# Challenger Hops



## PhilA (23/1/09)

:icon_chickcheers: G'day all
yer i have a sh#t load of challenger hops left over from other recipes any ideas ?
:icon_cheers: cheers Phil


----------



## BoilerBoy (24/1/09)

Philbrewalager said:


> :icon_chickcheers: G'day all
> yer i have a sh#t load of challenger hops left over from other recipes any ideas ?
> :icon_cheers: cheers Phil



Do an all Challenger pale ale, Challenger is a great dual purpose hop.

Did one a couple of years back and it was almost a pleasant marmalade flavour.

Makes a good single malt single hop English summer ale, or chuck in a bit of crystal either way 
It will be very nice.

Cheers,
BB


----------



## Muggus (24/1/09)

Made an English bitter with it a while back with nothing but Challenger.
Very nice, excellent aroma and, as mentioned above, marmalade-like citrus and spice, with maybe a touch of grassiness.
Generally has an pretty good AA so don't need shitloads.


----------



## Steve (24/1/09)

BoilerBoy said:


> Do an all Challenger pale ale, Challenger is a great dual purpose hop.
> 
> Did one a couple of years back and it was almost a pleasant marmalade flavour.
> 
> ...



yep - go the all challenger ale - I did one ages ago and it was great. One single ale malt with 5% light crystal.
Cheers
Steve


----------



## Peter Wadey (24/1/09)

Yes, the flavour & aroma additions will get rid of it sooner, but if you try it & don't fancy it, use it as a bittering hop in your English Ales. Generally more economic than EKG or Fuggle, much less so than Target.
Target, Challenger or Northdown are my standard bittering additions in English Ales, unless harvest time is pending & its time to clear out the stash of aroma hops.

Pete
Eastwoo


----------



## rough60 (24/1/09)

I'd do sort of a summer ale and have some american hops in the later additions.
eg:

Recipe Specifications
--------------------------
Batch Size: 22.00 L 
Boil Size: 26.23 L
Estimated OG: 1.045 SG
Estimated Color: 12.5 EBC
Estimated IBU: 40.9 IBU
Brewhouse Efficiency: 81.6 %
Boil Time: 60 Minutes

Ingredients:
------------
Amount Item Type % or IBU 
3.00 kg Pale Malt (JW) (5.0 EBC) Grain 73.2 % 
1.00 kg Wheat Malt, Aus (3.0 EBC) Grain 24.4 % 
0.10 kg Caramel/Crystal Malt -120L (250.0 EBC) Grain 2.4 % 
10.00 gm Challenger [7.90%] (60 min) Hops 9.2 IBU 
20.00 gm Challenger [7.90%] (30 min) Hops 14.2 IBU
10.00 gm Amarillo [8.20%] (30 min) Hops 7.3 IBU 
20.00 gm Challenger [7.90%] (10 min) Hops 6.7 IBU 
10.00 gm Amarillo [8.20%] (10 min) Hops 3.5 IBU


----------



## warra48 (24/1/09)

________________________

▶ [TASK STATEMENT]:
Transcribe the part of the Challenger hops thread that opens with the words containing "Made an English" and closes with "## Steve (24/1/09)". The items that come next stand apart from the Challenger hops thread.

________________________

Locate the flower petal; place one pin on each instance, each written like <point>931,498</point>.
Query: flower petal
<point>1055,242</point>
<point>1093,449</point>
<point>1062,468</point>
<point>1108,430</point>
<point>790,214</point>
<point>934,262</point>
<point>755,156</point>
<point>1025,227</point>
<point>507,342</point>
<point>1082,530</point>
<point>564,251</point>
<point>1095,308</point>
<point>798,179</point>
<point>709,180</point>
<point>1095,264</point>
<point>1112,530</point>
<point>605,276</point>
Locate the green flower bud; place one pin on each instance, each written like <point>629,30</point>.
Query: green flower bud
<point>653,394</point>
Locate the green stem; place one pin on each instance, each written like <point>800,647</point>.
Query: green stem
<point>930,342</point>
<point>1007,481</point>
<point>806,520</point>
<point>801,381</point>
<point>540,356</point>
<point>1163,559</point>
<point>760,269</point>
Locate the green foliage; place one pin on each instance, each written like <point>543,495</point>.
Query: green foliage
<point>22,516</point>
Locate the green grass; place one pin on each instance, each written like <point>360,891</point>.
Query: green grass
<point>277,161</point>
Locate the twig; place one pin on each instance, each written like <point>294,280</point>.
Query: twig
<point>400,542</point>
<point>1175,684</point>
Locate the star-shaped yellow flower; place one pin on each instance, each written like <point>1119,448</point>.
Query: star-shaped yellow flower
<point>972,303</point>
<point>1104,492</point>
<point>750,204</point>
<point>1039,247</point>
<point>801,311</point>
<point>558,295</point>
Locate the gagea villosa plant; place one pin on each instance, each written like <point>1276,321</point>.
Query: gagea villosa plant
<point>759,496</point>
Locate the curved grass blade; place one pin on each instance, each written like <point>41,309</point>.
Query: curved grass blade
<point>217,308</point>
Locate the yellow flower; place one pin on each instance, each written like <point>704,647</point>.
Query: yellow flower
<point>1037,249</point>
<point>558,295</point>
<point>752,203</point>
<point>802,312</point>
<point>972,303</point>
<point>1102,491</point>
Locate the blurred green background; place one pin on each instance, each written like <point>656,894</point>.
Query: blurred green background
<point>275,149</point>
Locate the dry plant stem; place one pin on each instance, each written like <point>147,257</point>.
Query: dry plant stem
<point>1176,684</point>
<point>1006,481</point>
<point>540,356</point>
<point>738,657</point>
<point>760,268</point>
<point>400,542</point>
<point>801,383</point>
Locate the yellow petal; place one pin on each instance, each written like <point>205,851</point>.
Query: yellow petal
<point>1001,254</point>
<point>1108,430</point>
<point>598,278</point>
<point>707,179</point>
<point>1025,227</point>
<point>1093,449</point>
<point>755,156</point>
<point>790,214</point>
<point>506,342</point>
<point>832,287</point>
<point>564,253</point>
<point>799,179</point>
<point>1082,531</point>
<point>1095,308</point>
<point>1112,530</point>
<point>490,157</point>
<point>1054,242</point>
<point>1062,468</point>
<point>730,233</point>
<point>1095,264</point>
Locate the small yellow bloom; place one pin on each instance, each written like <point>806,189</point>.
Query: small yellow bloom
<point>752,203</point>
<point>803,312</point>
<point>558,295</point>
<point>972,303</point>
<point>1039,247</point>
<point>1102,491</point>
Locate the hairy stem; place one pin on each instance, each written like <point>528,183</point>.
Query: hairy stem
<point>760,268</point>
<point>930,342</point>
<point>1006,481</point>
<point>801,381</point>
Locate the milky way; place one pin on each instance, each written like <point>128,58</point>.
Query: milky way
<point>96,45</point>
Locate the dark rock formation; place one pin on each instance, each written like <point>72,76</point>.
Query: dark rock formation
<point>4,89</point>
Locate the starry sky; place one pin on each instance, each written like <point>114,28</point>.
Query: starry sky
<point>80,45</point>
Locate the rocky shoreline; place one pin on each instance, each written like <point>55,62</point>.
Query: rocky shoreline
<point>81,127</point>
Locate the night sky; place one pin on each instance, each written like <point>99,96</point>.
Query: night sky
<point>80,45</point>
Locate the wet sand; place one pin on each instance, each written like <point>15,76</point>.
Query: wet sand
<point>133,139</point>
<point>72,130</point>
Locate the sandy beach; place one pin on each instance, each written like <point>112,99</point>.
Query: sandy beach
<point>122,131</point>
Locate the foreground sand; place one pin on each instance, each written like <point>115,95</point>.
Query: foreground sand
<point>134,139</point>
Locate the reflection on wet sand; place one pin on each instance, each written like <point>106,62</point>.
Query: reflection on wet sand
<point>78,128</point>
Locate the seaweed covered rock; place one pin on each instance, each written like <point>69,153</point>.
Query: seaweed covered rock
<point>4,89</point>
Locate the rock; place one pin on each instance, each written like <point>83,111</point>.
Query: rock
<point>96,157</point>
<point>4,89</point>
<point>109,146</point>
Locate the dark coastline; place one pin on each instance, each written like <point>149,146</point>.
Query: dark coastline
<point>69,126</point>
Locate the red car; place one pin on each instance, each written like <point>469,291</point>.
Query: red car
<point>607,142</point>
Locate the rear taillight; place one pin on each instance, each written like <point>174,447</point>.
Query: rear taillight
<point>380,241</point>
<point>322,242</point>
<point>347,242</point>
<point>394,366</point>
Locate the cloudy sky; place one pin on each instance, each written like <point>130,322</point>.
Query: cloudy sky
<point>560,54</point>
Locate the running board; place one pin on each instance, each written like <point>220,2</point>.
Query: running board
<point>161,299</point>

________________________

▶ [EXERCISE RESPONSE]:
Made an English bitter with it a while back with nothing but Challenger.
Very nice, excellent aroma and, as mentioned above, marmalade-like citrus and spice, with maybe a touch of grassiness.
Generally has an pretty good AA so don't need shitloads.


----------



## Steve (24/1/09)